## TASK STATEMENT:
Reproduce every entry that follows word for word, but omit the images.

++++++++++

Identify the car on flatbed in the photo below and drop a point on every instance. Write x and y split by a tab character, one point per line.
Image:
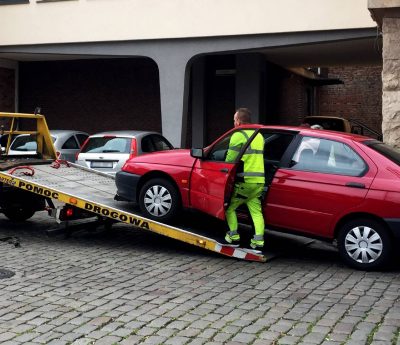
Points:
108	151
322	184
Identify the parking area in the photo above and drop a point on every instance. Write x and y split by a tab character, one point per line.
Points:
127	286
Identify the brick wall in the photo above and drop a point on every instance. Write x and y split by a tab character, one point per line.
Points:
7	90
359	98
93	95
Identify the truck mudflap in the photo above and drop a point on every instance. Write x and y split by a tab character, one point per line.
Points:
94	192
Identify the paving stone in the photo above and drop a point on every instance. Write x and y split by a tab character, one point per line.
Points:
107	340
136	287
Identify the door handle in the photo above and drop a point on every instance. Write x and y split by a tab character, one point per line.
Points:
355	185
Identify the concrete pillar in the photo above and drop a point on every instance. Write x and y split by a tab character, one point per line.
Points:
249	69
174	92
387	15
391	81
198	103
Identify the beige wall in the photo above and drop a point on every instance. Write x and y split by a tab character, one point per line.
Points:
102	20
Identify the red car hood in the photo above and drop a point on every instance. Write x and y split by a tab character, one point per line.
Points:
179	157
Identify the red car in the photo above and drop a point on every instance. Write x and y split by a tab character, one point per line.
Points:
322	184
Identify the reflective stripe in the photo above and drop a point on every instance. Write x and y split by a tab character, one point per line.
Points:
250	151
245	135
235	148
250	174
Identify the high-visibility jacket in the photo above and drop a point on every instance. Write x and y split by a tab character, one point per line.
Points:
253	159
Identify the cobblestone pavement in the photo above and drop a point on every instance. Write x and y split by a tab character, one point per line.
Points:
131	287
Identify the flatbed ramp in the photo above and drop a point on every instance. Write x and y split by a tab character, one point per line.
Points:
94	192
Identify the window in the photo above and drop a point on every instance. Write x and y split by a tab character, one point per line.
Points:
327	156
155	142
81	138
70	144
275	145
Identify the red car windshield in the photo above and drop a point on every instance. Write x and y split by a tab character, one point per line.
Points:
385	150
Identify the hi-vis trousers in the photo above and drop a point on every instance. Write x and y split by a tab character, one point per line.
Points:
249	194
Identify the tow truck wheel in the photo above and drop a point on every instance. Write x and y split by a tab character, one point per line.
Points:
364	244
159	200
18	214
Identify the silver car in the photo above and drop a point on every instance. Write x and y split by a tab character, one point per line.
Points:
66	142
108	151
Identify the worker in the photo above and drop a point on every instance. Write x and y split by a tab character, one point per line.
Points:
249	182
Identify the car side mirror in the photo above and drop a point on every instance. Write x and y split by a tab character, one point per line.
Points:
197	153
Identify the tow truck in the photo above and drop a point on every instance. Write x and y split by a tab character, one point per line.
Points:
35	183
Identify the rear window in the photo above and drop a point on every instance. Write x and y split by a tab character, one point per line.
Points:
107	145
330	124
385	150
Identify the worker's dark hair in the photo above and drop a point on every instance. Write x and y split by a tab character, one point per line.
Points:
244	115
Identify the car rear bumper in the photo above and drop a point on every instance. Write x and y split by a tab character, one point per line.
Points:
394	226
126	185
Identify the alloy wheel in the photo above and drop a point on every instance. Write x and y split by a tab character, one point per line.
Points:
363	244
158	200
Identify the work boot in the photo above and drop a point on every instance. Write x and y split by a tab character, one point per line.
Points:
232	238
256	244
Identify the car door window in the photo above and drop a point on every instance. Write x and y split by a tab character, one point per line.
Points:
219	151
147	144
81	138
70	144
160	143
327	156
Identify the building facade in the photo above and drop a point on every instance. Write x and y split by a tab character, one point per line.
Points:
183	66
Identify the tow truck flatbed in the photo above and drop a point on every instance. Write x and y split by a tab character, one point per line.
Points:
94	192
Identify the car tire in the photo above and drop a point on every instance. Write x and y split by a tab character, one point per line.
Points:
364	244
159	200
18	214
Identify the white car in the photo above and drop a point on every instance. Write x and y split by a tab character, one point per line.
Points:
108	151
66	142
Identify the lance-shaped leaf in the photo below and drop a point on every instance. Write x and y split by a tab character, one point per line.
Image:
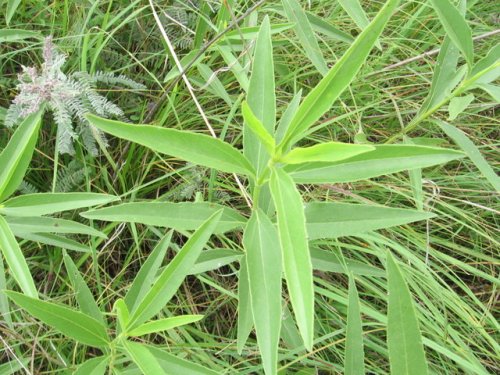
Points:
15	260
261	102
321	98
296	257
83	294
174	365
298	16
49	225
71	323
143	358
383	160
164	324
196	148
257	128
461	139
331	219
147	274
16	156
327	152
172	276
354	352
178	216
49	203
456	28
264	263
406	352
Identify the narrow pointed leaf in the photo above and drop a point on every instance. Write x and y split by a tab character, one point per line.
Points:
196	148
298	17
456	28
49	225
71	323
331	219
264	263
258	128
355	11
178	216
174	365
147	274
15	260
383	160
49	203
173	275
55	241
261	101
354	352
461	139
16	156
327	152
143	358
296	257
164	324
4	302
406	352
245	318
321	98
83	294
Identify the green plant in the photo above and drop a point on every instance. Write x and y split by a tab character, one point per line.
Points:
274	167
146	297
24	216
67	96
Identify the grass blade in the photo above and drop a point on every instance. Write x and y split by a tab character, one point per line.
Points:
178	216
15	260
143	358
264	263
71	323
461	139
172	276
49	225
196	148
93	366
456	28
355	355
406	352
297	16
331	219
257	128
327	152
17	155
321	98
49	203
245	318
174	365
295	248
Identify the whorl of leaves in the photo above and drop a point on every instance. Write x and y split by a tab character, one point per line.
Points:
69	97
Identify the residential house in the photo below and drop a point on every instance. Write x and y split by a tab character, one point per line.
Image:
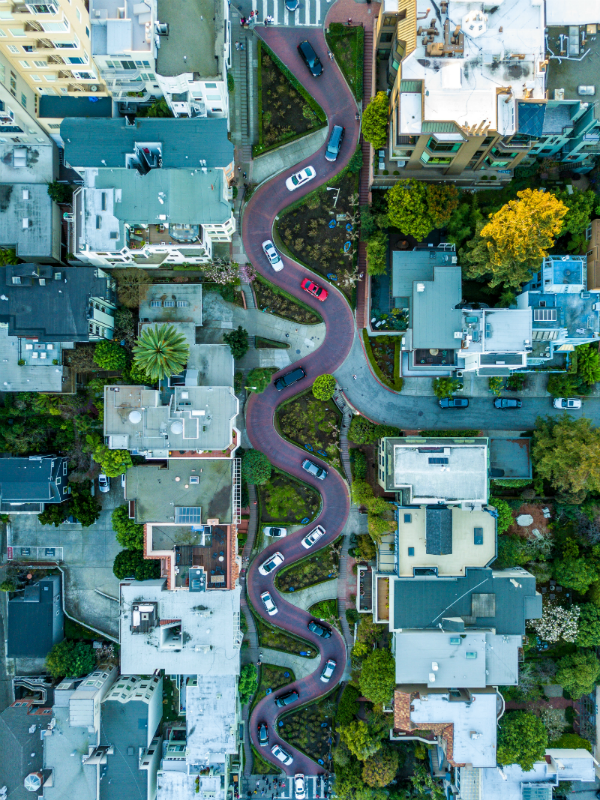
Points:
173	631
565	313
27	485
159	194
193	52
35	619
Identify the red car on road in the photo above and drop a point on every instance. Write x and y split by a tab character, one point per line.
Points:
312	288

++++++++++

## SOLUTION:
Identify the car on flatbed in the photo below and drop a point on every instance. Write x and y split by a tab character, one point per line.
Image:
Points:
108	151
322	184
Identify the parking area in the photo above and drop a point on every instance. Write x and y split by a tab character, one point per line.
Points:
127	286
Identify the brick wall in the photo above and drop a point on every instance. Write x and y split by a tab character, one point per line.
Points:
7	90
359	98
93	95
Identify the truck mudflap in the photo above and drop a point on every instance. Write x and y split by a tab character, one point per line.
Points:
94	192
Identify the paving stone in the photo above and drop a point on every instance. Write x and y split by a tab character, one point per line.
Points:
107	340
136	287
Identify the door handle in the photo above and drop a point on every instance. Write x and y split by a tab character, one point per line.
Points:
355	185
Identify the concrete pillar in the photo above and drop a point on every instance. Write x and y split by a tab character, one point per line.
Points:
249	69
174	92
387	15
391	81
198	103
Identify the beige wall in the photo above and drop a point on every instance. Write x and y split by a tab character, one point per line.
Points:
102	20
Identify the red car hood in the photo above and drop a point on every instance. Write x and y split by a tab character, one point per line.
Points:
179	157
Identify the red car in the photo above and drop a point on every instance. Write x and y split by a tab character, one point per line.
Points:
322	184
Identify the reflective stripe in the photo above and drop a point on every instance. Write x and y split by a tab character, one point per line.
Points:
250	151
245	135
235	148
250	174
Identify the high-visibility jacket in the photo above and drop a point on every instance. Write x and y split by a tab character, one point per line.
Points:
253	159
Identify the cobblestone pavement in the photo above and drop a point on every instance. Write x and y split by a tab character, one point per line.
Points:
131	287
Identify the flatbed ramp in the photo above and drop a point on every instance. Write x and y split by a tab character, one point per line.
Points:
94	192
Identify the window in the photo above and drop a point on every instance. Write x and y split by a tab character, one point per line.
Points:
327	156
155	142
81	138
70	144
275	145
Identify the red car windshield in the photo above and drop a point on every instance. Write x and y split by a tab character, one point per line.
Points:
385	150
Identify the hi-vis trousers in the photo above and drop a point on every instance. Write x and y split by a tab character, one point per line.
Points:
249	194
Identify the tow truck wheel in the photo above and drop a point on every instance. Write x and y split by a tab character, one point per line.
Points:
364	244
159	200
18	214
Identify the silver car in the photo above and drop a point on every instance. Write x and y split by a tab character, one point per line.
Points:
66	142
108	151
Identify the worker in the photo above and drop a point on every instance. Write x and y split by a tab character, one point per line.
Points:
249	182
Identify the car side mirror in the photo above and drop a point on every instance. Write x and y split by a tab character, one point per line.
Points:
197	153
Identify the tow truck in the photo above and drop a point on every instance. Write x and y split by a tab character, one point per line.
Points:
35	183
Identify the rear window in the photo above and drop a point on every instance. Write x and y split by a tab character, one point per line.
Points:
107	145
330	124
385	150
Identify the worker's dark hair in the photo above and drop a point on every instance. Write x and y split by a tab character, one point per line.
Points:
244	115
Identify the car rear bumper in the photo above and drop a point on every instance. Write x and y split by a tab character, one point per line.
Points:
394	226
126	185
Identify the alloy wheel in the photo above and drop a point on every instance. Write x and y split by a tab character, one point per line.
Points:
363	244
158	200
Identify the work boot in the photo above and drop a point on every instance. Write x and y split by a tab character, one point per line.
Points:
232	238
256	244
Identify the car door window in the photo above and drop a point on every instance. Write x and y split by a tab character, one point per line.
Points:
219	151
147	144
81	138
70	144
160	143
327	156
Identify the building facade in the photo above and drop a point on every instance. Write x and y split by a tab character, one point per line.
Points:
183	66
Identify the tow truck flatbed in the photo above and drop a point on every instance. Write x and y split by a tab character, one point per line.
Points:
94	192
Identify the car tire in the photo above and drop a point on every instance. Write x and y split by a tab character, one point per line.
Points:
364	244
159	200
18	214
Identify the white car in the photo above and drop a point on every instance. Write x and y split by a tab character, one point per line.
Points:
108	151
66	142
Identify the lance-shaped leaf in the photo below and drop a point on every instance. Write x and y split by a tab character, one point per line.
Image:
Points:
15	260
261	102
321	98
296	257
83	294
174	365
298	16
49	225
71	323
143	358
383	160
164	324
196	148
257	128
461	139
331	219
147	274
16	156
327	152
172	276
354	352
178	216
49	203
456	28
264	263
406	352
Identify the narrow pointed leaf in the photo above and drop a point on every instance. Write x and y split by a tab character, one point per line.
Points:
196	148
298	17
456	28
49	225
71	323
331	219
264	263
258	128
355	11
178	216
174	365
147	274
15	260
383	160
49	203
173	275
55	241
261	101
354	352
461	139
16	156
327	152
143	358
296	257
164	324
4	302
406	352
245	318
321	98
83	294
Identify the green plant in the photo above and drop a point on every instance. Write x and y split by a tab character, one point per line.
Points:
274	167
146	297
24	216
67	96
Identify the grass blade in the photo above and drop a point on every instance. Write x and y split by a tab character, one point per line.
Points:
178	216
15	260
143	358
264	263
71	323
461	139
172	276
49	225
196	148
93	366
456	28
355	355
406	352
297	16
331	219
257	128
327	152
17	155
321	98
49	203
245	318
174	365
295	248
Identify the whorl of leaves in the photo above and drop a point on every instance. Write x and y split by a tab character, one point per line.
Points:
69	97
Identify the residential house in the photo below and drop a point on every instance. Write x and y split by a tab character, one point per line.
Image:
Points:
173	631
565	313
27	485
159	194
193	52
35	619
Identify the red car on road in the photo above and drop a point on every instance. Write x and y split by a tab character, one point per line.
Points:
312	288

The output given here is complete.